[Start Text excerpt]

On chip ram, often abbreviated OCRAM has been around since the earliest System on Chips(SoCs). In the beginning, on chip memory was relatively small and was primarily used by bootloaders and as simple scratch memory. On chip RAM has since evolved in terms of size, speed and features as SoCs became more complex to often include error detection and correction, multiple ports and additional security. The wide variety of uses for OCRAM means that there are different design decisions and constraints available to SoC designers, which can have some impacts on the intended usage from the point of view of an application developer.
This article will go over the major features and design considerations that could impact an embedded application using OCRAM. The focus will be on high performance SoCs and application processors. On chip memory for lower performance MCUs such as Cortex-M has a different role and are usually designed and optimized differently compared to their SoCs counterparts.
What is On-Chip RAM
On chip RAM is one of possibly several types of on chip memory(OCM) available on a SoC. The other types can include ROM, Flash, EEPROM and even OTP fuses which could be considered a form of data storage available direction on a SoC.
On chip RAM is, most often than not, fast low-latency static RAM. It usually requires little to no configuration before use meaning it can be available early within the boot sequence. OCRAM is often used as an important component of the boot process, providing a small quantity of RAM resources to the bootloader before the main external SDRAM is initialized. After booting, it is, more often than not, available for use by the operating system and application as required.
OCRAM comes in various sizes with different features and characteristics designed to optimize them for a specific SoC and its intended usage. Other than the size, one of the most important characteristics of an on-chip RAM resource is its location within the cache and bus hierarchy which we’ll discuss below.
The primary characteristic of an OCRAM is its size. The amount of available on chip RAM can vary considerably between SoCs from a few kilobytes to many megabytes. Larger sizes tend to be slower with a higher access latency. The relation between size and speed isn’t exactly linear, however, and varies from SoC to SoC and the intended usage of the OCRAM. Finally, sizes from a megabyte and up are usually meant to be used as main memory possibly replacing external SDRAM and designed with the assumption that L1 cache is used between the OCRAM and the CPU.
OCRAM can be broadly categorized into three types depending on their location with respect to the CPU core.
Tightly Coupled Memory
While rare in the world of application processors, Tightly Coupled Memory or TCM for short is worth discussing. More common in low power embedded MCU such as the Cortex-M where it’s called Core-Coupled Memory (CCM). TCM can, however, be found in some high performance real time SoCs based on the Cortex-R for example.
Tightly coupled memory is implemented very close to a CPU with access latency and bandwidth at or close to that of L1 cache. This results in very high performance close to the CPU peak memory bandwidth without the use of an intermediate cache memory. This also alleviates the need for cache maintenance operations in some situations. To be effective, TCM must be implemented close to the CPU and clocked at or near the core clock frequency. This means that TCMs are usually kept small, of sizes similar to L1 cache, in order to keep power and die area low.

[End Text excerpt]

* Brief 1
Reproduce the passage of the on-chip RAM article between "On chip ram, often" and "an application developer.", inclusive.
* Brief 2
Carry on the on-chip RAM article from the point at which it stops.

[Start Data shown]

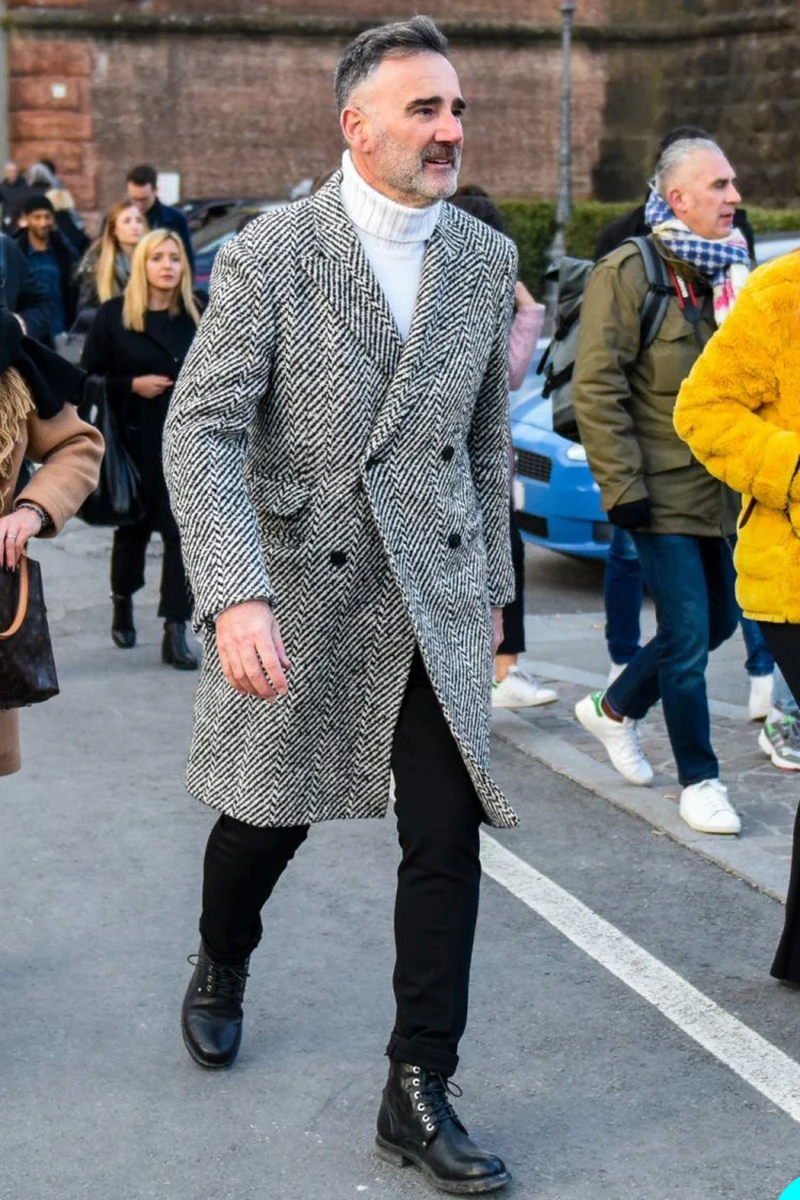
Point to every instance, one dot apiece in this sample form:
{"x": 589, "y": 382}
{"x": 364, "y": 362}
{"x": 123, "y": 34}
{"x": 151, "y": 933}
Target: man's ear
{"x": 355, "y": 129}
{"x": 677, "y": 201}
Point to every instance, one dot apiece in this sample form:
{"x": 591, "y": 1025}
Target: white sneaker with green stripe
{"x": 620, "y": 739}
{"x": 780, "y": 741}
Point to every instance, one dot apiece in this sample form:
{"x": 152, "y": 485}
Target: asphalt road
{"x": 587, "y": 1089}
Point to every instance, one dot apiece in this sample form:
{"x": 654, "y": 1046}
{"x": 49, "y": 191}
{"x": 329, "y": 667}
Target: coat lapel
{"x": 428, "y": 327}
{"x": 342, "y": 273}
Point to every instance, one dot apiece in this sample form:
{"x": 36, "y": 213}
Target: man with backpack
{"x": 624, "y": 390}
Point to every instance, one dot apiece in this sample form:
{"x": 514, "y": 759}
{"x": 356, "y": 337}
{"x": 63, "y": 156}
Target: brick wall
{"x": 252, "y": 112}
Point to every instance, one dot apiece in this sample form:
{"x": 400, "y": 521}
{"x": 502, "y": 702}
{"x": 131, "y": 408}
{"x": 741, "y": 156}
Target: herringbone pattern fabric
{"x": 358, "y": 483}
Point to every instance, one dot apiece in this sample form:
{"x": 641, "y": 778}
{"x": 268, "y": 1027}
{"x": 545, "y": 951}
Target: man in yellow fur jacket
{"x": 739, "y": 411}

[End Data shown]
[Start Data shown]

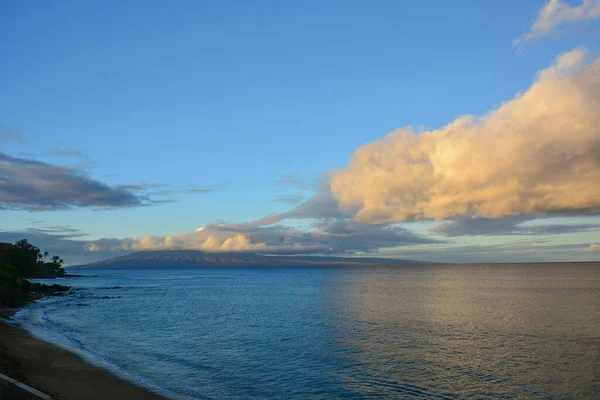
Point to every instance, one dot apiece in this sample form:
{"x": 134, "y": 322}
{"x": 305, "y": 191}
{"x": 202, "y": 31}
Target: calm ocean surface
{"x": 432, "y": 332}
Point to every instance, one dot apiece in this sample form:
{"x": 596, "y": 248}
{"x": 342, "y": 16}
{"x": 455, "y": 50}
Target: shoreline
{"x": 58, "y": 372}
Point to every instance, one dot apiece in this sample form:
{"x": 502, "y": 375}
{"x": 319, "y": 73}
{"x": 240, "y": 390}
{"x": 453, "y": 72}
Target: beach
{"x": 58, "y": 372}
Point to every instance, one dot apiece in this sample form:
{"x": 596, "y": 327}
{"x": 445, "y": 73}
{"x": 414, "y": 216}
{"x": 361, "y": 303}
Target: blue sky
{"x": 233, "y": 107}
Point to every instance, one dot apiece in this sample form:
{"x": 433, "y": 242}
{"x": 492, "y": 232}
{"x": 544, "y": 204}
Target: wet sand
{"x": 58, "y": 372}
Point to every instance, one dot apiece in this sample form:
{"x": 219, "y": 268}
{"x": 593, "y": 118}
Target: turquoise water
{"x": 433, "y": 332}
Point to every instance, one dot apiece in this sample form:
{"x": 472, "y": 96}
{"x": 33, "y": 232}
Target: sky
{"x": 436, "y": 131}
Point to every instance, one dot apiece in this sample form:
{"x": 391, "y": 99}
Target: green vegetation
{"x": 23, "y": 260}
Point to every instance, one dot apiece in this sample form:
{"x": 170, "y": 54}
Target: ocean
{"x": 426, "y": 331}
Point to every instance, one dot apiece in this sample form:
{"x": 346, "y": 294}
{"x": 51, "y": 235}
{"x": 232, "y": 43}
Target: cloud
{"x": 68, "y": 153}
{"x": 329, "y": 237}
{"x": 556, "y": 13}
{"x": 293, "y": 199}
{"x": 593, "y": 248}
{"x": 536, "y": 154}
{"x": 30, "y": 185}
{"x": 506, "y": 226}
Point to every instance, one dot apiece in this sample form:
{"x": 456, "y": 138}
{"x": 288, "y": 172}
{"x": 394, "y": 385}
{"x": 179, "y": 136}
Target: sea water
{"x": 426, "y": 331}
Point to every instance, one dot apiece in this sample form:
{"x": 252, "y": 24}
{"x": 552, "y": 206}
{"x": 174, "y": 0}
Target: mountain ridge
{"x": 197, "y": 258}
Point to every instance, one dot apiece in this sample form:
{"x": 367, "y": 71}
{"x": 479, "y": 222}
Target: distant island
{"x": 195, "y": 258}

[End Data shown]
[Start Data shown]

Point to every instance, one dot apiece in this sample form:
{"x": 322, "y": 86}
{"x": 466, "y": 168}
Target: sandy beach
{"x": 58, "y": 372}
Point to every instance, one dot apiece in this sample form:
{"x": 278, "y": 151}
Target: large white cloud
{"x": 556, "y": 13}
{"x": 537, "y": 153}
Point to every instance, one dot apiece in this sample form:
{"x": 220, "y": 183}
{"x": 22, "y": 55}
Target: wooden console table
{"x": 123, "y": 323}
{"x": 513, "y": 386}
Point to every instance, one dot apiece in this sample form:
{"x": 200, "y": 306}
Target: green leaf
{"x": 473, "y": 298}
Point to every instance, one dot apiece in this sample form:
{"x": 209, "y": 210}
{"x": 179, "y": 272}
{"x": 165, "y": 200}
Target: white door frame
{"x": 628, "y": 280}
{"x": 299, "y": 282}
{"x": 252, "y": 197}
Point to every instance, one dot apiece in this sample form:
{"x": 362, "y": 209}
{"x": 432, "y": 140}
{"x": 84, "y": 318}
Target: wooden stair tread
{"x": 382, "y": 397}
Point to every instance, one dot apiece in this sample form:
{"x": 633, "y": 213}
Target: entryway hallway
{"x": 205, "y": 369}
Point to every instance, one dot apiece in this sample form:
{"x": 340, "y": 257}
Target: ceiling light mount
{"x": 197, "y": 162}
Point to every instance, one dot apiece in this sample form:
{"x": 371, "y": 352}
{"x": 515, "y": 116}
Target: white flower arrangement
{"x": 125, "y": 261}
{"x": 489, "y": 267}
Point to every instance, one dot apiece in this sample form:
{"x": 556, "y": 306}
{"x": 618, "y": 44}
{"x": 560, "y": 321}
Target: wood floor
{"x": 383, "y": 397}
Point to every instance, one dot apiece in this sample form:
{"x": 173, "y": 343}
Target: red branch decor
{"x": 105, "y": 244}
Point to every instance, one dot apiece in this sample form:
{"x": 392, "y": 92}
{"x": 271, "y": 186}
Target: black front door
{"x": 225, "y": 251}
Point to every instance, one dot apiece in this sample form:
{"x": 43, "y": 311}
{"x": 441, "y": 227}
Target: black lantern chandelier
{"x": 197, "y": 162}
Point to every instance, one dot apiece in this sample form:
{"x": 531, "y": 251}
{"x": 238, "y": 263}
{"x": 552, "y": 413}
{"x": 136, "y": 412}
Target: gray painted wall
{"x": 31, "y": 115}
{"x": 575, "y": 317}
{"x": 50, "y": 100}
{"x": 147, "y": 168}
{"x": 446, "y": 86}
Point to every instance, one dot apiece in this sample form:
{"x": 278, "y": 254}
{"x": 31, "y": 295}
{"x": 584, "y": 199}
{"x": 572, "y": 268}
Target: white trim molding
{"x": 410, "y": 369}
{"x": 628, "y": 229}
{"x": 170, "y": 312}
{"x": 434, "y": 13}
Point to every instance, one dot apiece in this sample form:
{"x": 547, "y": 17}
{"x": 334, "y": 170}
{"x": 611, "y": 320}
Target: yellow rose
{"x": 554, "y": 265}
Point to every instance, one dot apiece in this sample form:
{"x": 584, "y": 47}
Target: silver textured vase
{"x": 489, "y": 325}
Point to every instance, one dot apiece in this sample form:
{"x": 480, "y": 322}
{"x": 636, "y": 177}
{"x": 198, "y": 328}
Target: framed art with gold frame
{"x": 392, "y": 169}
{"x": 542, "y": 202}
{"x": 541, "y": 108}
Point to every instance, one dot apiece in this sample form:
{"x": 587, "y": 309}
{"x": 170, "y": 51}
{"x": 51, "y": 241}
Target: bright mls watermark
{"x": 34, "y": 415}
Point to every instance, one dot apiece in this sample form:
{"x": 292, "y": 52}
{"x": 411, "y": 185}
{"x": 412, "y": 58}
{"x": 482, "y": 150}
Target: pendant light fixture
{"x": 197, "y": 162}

[End Data shown]

* Expected output 1
On chip ram, often abbreviated OCRAM has been around since the earliest System on Chips(SoCs). In the beginning, on chip memory was relatively small and was primarily used by bootloaders and as simple scratch memory. On chip RAM has since evolved in terms of size, speed and features as SoCs became more complex to often include error detection and correction, multiple ports and additional security. The wide variety of uses for OCRAM means that there are different design decisions and constraints available to SoC designers, which can have some impacts on the intended usage from the point of view of an application developer.

* Expected output 2
TCM being connected directly to the CPU core is often not accessible by other bus masters such as an Ethernet controller or DMA engine. In addition, in a multi-core system, TCM may not be shareable between cores. When it is available to other masters in a SoC, access from other masters must go through a backdoor port along with some form of arbitration between the backdoor and the CPU owning the TCM region.
Close to the CPU
As a midpoint between a Tightly Coupled Memory and an OCRAM region connected to the central interconnect, on-chip RAM can be connected close to the core through a dedicated low latency port. In this scheme the OCRAM is often located at a level similar to the L2 cache which offers high bandwidth and low access latency. In a multi-core system this also provides for a fast shareable and possibly coherent memory region accessible from all the cores of an SMP cluster. Access from other masters is done through a second port(sometimes called a backport) along with some form of arbitration scheme between the CPU cores and the other masters.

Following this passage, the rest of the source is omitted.